» **Document excerpt**
####################

Tattoodo is your number one destination for everything tattoos — finding a shop, preparing for your first tattoo, learning more about the tattoo community. Our guides are meant as a toolkit to help you be the best client and learn how to work with your tattoo artist to create the tattoo of your dreams. Remember: No matter what you read on the internet, your artist’s advice should be considered the gold standard.
Flash (pre-made drawings you can choose from the artist as is, with no alterations) has its place, and we love flash, but custom art’s popularity is a direct outgrowth of the booming tattoo industry. So, you know you want a custom tattoo — what happens now?
1. You will probably, most likely, have to have a face-to-face consultation
Email makes communication compounded and is easy to misinterpret. Phone calls interrupt an artist’s work day. After you’ve put down a deposit, your next session will most likely be a consultation. Most artists prefer to talk through your vision with you. They might sit with an iPad or computer and save references and doodle a little bit. They might also measure out the area of your body that’s going to be tattooed, and even use some sharpies on you to mock up some ideas. You being there in person will make this creative process more collaborative and speedier.

####################

» **Lines excerpted from a collection**
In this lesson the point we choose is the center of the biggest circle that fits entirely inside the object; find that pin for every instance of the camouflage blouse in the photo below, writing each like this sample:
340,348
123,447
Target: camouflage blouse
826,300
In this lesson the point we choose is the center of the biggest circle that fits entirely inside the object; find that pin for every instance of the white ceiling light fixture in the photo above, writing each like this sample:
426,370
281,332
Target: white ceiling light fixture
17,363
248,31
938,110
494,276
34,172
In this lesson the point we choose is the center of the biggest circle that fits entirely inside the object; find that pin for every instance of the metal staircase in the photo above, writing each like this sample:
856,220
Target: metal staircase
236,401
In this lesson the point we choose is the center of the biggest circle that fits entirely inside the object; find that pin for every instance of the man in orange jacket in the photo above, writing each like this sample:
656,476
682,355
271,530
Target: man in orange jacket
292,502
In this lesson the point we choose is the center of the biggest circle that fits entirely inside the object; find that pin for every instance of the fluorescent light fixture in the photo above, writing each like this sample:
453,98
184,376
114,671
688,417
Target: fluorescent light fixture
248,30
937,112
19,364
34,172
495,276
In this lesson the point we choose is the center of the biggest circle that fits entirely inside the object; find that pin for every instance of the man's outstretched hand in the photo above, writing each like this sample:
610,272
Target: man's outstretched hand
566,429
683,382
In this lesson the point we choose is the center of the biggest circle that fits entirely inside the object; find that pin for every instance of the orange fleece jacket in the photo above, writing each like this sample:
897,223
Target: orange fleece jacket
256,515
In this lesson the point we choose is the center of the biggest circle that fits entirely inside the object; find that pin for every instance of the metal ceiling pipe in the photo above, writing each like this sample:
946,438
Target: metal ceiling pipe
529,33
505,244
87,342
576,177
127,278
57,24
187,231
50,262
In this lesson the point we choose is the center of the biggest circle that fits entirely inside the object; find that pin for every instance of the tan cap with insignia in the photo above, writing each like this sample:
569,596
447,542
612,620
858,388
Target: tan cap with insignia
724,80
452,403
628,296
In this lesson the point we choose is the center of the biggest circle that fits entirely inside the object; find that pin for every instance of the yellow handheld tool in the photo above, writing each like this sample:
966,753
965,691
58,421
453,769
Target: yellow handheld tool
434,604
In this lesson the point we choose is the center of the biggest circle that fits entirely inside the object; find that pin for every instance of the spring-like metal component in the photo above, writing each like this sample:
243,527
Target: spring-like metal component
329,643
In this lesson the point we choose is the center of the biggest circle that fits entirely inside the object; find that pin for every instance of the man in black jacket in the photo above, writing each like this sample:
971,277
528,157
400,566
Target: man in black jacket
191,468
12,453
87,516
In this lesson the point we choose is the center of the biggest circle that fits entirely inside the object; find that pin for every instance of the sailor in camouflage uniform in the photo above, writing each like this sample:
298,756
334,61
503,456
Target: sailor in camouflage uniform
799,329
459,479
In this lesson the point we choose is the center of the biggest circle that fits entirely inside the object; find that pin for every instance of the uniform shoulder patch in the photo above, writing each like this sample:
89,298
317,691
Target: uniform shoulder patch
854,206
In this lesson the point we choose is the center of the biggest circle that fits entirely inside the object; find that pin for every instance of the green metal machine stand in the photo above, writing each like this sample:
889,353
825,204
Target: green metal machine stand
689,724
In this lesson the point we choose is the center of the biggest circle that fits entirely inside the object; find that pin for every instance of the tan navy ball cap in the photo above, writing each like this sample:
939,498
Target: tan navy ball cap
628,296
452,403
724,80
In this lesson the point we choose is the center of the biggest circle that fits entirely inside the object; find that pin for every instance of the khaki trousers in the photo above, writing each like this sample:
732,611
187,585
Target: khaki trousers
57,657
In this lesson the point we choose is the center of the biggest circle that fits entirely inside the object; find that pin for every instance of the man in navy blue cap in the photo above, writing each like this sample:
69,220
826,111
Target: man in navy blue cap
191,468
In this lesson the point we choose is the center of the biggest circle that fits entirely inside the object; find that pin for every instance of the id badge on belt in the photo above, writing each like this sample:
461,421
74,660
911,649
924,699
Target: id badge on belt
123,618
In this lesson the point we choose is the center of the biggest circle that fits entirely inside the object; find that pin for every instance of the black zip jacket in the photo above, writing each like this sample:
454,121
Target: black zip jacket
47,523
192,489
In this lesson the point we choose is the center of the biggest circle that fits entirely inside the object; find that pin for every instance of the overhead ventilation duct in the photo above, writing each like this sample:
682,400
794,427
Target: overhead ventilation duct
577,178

####################

» **Directions for this task**
Transcribe the portion of the custom tattoo guide that begins with the words "Flash (pre-made drawings" and stops after the words "what happens now?".

» **Task output**
Flash (pre-made drawings you can choose from the artist as is, with no alterations) has its place, and we love flash, but custom art’s popularity is a direct outgrowth of the booming tattoo industry. So, you know you want a custom tattoo — what happens now?